▶ **Passage shown**
━━━━
The beats frequency heard from the interference of two sound waves with frequencies $f_1$ and $f_2$ is $$\nu=|f_1-f_2|$$

Nevertheless the frequency of the resulting wave is not $\nu$ but the mean value of the two frequencies
$$f_{resulting}=\frac{f_1+f_2}{2}$$

As far as I understood $\nu$ is the frequency at which the maxima of intensity are heard, while $f_{resulting}$ is indeed the frequency of the resulting wave.

In particular I can notice that $f_{resulting} > \nu$ always.

The distincion between the two is clear in theory, but in practice I still have doubts.

Suppose to have an instrument that can measure sound waves iff the frequency is, say, bigger than $f_{min}$ and lower than $f_{max}$.

Now suppose that two waves interefere in a way such that $f_{resulting} > f_{min}$ but $\nu <f_{min}$, or, in a way such that $\nu < f_{max}$ but $f_{resulting} > f_{max}$.

What does the instrument measure in these cases?

Which of the two frequencies "determine" the upper of lower limits for the frequency that can be measured by such instrument?

2. Jun 28, 2016

### sophiecentaur

This link says it all, I think.
The reason for hearing a beat of twice the frequency that you would expect is that you hear the two peaks in loudness and your ear ignores the phase inversion of the sum at frequency (f1+f2)/2
The ear is an imperfect instrument for measuring what you present it with and that accounts for the apparent paradox, I think.
━━━━
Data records
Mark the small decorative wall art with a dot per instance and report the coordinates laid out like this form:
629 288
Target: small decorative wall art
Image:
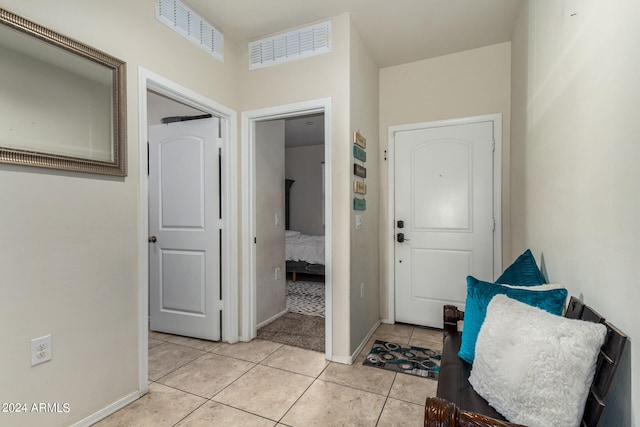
359 153
359 204
359 187
359 140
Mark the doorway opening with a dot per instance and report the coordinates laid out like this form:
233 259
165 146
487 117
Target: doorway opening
290 231
258 210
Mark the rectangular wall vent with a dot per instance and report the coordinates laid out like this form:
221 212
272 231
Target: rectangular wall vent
177 16
290 46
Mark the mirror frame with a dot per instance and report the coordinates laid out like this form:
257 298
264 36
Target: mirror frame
118 166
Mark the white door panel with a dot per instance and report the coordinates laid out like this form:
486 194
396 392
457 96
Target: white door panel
184 261
444 196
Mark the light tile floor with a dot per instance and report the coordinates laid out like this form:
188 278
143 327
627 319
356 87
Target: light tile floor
261 383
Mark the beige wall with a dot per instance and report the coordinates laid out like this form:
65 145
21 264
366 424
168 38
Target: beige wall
469 83
576 150
318 77
364 77
304 165
270 292
69 242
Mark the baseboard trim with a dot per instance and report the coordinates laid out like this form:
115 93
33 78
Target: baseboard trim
114 407
349 360
272 318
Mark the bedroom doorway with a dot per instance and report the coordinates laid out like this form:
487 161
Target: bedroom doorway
290 244
279 155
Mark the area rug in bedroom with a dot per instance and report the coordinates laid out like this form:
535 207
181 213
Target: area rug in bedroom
296 330
305 297
422 362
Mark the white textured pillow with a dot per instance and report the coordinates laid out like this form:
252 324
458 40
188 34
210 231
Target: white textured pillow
533 367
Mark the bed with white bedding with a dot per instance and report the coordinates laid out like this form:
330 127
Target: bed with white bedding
304 253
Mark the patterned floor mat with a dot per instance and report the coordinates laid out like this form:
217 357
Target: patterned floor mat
305 298
411 360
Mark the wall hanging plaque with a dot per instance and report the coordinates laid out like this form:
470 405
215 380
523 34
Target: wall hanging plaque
359 153
360 171
359 140
359 204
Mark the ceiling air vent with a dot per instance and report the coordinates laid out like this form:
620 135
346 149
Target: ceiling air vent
177 16
290 46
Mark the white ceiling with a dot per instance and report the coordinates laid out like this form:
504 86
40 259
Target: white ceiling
395 31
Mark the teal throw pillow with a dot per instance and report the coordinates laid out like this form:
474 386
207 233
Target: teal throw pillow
550 298
523 272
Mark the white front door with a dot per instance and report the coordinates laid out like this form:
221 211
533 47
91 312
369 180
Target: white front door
184 229
444 210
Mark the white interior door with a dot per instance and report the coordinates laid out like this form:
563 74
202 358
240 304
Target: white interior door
444 200
184 229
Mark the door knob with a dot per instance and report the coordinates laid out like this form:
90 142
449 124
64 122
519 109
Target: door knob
401 238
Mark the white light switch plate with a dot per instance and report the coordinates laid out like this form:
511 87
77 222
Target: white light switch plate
40 350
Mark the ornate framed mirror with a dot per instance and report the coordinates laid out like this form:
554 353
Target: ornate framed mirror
62 103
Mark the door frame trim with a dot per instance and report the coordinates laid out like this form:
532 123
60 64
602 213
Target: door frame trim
148 80
496 119
248 121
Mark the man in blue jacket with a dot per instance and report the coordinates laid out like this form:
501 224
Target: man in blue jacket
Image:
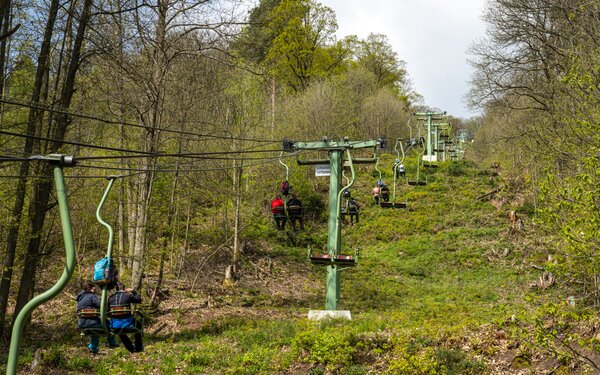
88 309
122 318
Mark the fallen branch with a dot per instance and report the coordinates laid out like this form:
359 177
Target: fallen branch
490 193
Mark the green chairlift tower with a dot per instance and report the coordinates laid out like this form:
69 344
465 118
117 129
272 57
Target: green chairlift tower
429 117
334 260
58 162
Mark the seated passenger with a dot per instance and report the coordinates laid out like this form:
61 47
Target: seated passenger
88 300
123 299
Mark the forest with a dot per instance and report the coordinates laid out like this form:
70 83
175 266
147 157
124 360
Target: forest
195 111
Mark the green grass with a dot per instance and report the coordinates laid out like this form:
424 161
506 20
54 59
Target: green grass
423 282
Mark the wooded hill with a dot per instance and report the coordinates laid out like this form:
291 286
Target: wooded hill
440 287
188 103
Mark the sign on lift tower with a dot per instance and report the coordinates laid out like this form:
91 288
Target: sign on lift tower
334 260
430 155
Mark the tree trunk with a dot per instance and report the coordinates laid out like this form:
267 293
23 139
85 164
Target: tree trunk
237 221
34 117
183 254
5 21
41 190
163 254
149 139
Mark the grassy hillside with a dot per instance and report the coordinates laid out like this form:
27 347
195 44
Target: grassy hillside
437 288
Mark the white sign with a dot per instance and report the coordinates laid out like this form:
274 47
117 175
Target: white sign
322 170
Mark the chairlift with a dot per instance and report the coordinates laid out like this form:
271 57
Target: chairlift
419 182
285 185
101 313
399 160
340 260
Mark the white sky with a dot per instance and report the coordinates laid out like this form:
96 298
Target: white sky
431 36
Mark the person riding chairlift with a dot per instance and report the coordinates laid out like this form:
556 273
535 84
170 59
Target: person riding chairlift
385 193
278 210
376 194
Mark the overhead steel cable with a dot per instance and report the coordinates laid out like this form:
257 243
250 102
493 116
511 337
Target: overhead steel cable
179 170
48 108
77 143
142 154
198 155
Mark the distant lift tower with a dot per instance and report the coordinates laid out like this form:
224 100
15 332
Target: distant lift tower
430 155
334 260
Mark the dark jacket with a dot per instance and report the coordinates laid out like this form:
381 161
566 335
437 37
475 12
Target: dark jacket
295 207
88 300
122 298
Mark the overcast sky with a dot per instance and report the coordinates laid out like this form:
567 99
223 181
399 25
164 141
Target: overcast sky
431 36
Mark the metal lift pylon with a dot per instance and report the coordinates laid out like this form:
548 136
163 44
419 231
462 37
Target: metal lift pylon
334 260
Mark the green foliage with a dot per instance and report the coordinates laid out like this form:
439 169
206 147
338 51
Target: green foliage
331 347
569 210
54 357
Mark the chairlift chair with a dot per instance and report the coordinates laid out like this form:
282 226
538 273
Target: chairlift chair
418 182
340 260
101 313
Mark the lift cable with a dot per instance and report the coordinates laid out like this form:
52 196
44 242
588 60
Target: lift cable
48 108
143 154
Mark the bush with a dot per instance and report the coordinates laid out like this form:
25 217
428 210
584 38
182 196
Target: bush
331 348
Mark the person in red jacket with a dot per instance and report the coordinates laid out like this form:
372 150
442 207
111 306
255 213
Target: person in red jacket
278 210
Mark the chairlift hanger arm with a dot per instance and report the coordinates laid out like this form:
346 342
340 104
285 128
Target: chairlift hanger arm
329 145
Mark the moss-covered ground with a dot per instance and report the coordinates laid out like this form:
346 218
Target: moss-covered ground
434 287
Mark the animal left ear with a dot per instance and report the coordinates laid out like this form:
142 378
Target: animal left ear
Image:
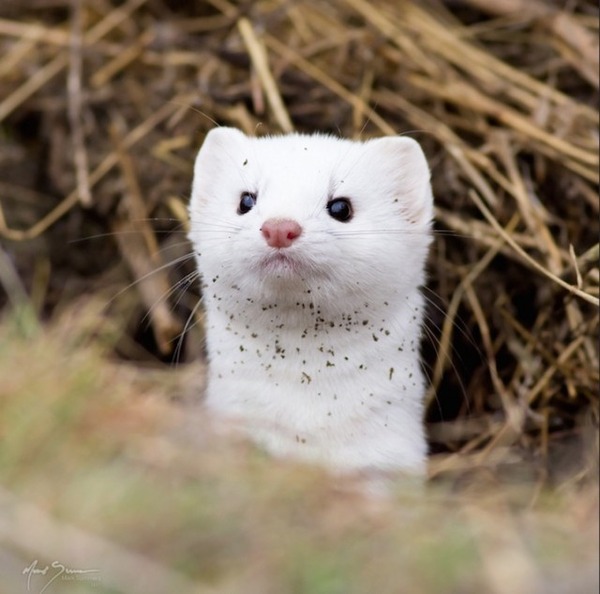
400 164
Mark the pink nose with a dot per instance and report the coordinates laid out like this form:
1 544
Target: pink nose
280 232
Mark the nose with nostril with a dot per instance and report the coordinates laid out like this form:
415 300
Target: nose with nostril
280 232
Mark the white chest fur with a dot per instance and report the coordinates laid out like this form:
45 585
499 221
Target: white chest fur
313 321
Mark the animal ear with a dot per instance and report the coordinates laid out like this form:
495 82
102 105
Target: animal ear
218 156
400 164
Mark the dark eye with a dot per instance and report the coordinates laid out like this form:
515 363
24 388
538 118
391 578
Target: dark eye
340 209
247 201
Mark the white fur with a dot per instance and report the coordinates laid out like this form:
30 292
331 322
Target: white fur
318 360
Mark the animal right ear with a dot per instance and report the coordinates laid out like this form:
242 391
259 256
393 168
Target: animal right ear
219 154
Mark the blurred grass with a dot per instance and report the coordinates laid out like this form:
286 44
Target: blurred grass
104 460
90 447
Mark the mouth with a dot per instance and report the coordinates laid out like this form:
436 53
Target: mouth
281 264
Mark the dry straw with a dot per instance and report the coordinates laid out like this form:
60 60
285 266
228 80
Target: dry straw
103 107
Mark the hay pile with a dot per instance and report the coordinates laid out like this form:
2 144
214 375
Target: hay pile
104 104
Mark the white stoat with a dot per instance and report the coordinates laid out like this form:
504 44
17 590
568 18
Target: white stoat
312 252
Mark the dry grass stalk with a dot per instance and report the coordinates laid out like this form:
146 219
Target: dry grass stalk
504 108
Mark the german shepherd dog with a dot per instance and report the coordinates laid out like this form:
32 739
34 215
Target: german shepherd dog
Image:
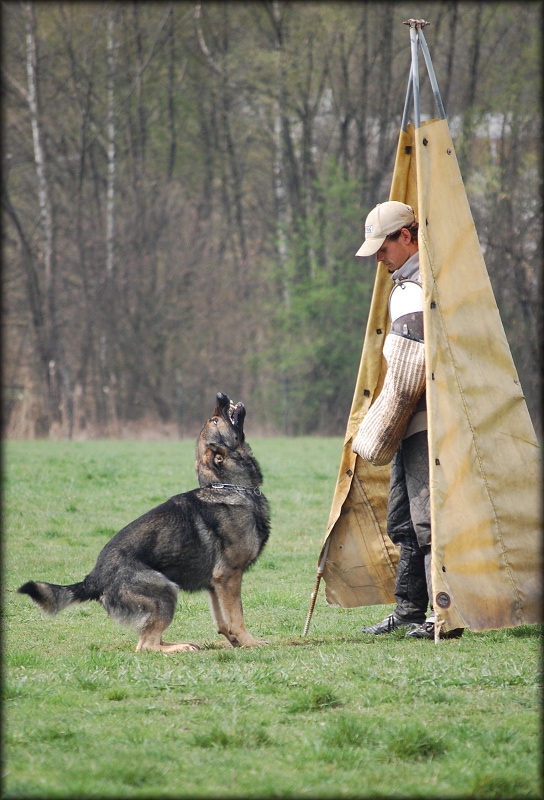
203 539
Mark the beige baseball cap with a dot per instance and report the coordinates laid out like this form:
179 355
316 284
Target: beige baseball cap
384 219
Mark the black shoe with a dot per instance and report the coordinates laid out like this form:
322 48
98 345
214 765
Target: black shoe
426 631
388 625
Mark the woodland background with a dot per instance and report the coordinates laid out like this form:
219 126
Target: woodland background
184 187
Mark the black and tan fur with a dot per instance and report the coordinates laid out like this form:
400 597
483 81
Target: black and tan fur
203 539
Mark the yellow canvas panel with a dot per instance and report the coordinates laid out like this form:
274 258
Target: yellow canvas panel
484 457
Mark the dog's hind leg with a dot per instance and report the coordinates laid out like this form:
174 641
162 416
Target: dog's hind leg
146 601
226 606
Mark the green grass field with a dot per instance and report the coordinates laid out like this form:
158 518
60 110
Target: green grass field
338 714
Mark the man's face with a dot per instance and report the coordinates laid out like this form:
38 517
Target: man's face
395 252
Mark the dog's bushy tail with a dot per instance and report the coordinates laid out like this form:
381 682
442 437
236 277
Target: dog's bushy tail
52 598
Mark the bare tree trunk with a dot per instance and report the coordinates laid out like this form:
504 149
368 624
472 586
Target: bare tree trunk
108 381
54 372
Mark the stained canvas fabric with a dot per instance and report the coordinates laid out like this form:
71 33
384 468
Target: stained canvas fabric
484 458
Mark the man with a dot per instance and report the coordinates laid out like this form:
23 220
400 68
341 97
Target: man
391 234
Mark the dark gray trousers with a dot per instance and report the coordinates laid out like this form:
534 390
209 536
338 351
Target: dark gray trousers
409 526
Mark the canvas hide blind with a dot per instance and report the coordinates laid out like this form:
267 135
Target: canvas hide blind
483 454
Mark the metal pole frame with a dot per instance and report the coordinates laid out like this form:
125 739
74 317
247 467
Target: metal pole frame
320 570
417 39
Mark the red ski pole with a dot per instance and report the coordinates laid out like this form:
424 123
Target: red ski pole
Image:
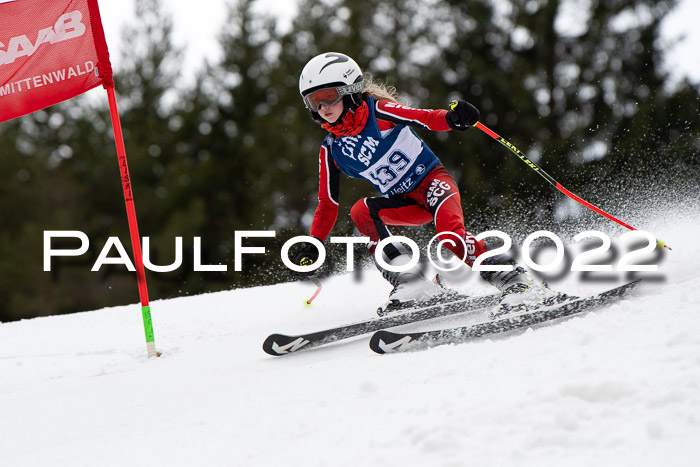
554 183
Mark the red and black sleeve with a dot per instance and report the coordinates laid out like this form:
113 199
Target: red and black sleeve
328 191
404 115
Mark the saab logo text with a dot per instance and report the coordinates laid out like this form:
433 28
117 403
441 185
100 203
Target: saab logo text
68 26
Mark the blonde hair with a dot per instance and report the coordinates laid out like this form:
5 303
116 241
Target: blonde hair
379 90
━━━━
▶ **Given request 1**
Answer these questions from the beats discussion, one per line:
(a) What frequency does the opening post give for the resulting wave?
(b) Between which limits can the supposed instrument measure sound waves?
(c) According to the reply, what does the ear ignore?
▶ **Given request 2**
Pull out each line of the records that contains the word "forest".

▶ **Task result 1**
(a) The mean of the two frequencies, (f1 + f2)/2.
(b) Above f_min and below f_max.
(c) The phase inversion of the sum at frequency (f1 + f2)/2.

▶ **Task result 2**
Mark the forest with a dot per instance and report the coordinates laid out like this form:
Target: forest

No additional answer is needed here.